● **Task goal**:
Lay out the lines below as a Markdown table with two columns, Row and Line. Number each line in order, and skip any blank ones.

··· Provided records

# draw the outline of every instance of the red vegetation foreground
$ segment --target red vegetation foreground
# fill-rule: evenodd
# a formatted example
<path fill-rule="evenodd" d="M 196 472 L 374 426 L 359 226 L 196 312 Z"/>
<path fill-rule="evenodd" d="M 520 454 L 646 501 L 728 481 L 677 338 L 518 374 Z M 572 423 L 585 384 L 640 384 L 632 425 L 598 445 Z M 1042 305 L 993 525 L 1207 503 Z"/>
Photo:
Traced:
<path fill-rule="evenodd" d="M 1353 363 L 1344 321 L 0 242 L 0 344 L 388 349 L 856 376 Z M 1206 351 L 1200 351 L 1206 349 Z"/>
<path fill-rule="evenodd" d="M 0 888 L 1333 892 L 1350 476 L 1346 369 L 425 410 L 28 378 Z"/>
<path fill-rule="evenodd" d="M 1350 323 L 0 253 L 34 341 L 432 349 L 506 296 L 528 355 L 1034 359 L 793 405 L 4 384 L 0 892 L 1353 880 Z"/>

······

● **Result for this task**:
| Row | Line |
|---|---|
| 1 | # draw the outline of every instance of the red vegetation foreground |
| 2 | $ segment --target red vegetation foreground |
| 3 | # fill-rule: evenodd |
| 4 | # a formatted example |
| 5 | <path fill-rule="evenodd" d="M 196 472 L 374 426 L 359 226 L 196 312 Z"/> |
| 6 | <path fill-rule="evenodd" d="M 520 454 L 646 501 L 728 481 L 677 338 L 518 374 Z M 572 423 L 585 384 L 640 384 L 632 425 L 598 445 Z M 1042 305 L 993 525 L 1207 503 Z"/> |
| 7 | Photo: |
| 8 | Traced: |
| 9 | <path fill-rule="evenodd" d="M 1353 363 L 1344 321 L 0 242 L 0 344 L 388 349 L 856 376 Z M 1206 351 L 1200 351 L 1206 349 Z"/> |
| 10 | <path fill-rule="evenodd" d="M 0 888 L 1333 892 L 1350 476 L 1346 369 L 425 410 L 28 378 Z"/> |
| 11 | <path fill-rule="evenodd" d="M 1350 323 L 0 253 L 34 341 L 432 349 L 506 296 L 528 355 L 1034 359 L 793 405 L 4 384 L 0 892 L 1353 880 Z"/> |